#### SELECTED PASSAGE

Her death on Christmas Day at the age of 88 reminds us that she played a crucial role in three of the field's key transitions 

This article was published in Scientific American’s former blog network and reflects the views of the author, not necessarily those of Scientific American


Vera Rubin, pioneering American astronomer, died on December 25, 2016, at the age of 88. Rubin’s life in astronomy bridged three crucial transitions: the discovery of dark matter, the replacement of photographic plates by more sensitive electronic detectors, and the entrance of significant numbers of female astronomers into the profession. Rubin played a crucial role in advancing all three.

########

Do these statements agree with the passage on Vera Rubin? For each, answer yes or no and quote the deciding words.
1. Rubin died at the age of 88.
2. During Rubin's career, electronic detectors were replaced by photographic plates.
3. Rubin was a British astronomer.
The records that follow come from a separate source.

#### DATA LINES

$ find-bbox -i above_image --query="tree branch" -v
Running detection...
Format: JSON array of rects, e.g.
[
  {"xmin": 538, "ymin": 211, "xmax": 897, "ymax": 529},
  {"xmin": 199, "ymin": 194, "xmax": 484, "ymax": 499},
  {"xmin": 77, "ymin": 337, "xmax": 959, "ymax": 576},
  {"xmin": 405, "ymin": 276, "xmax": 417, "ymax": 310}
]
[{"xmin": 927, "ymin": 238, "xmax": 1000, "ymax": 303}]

########

- [EXERCISE RESULT]:
1. Yes: "died on December 25, 2016, at the age of 88"
2. No: "the replacement of photographic plates by more sensitive electronic detectors"
3. No: "Vera Rubin, pioneering American astronomer"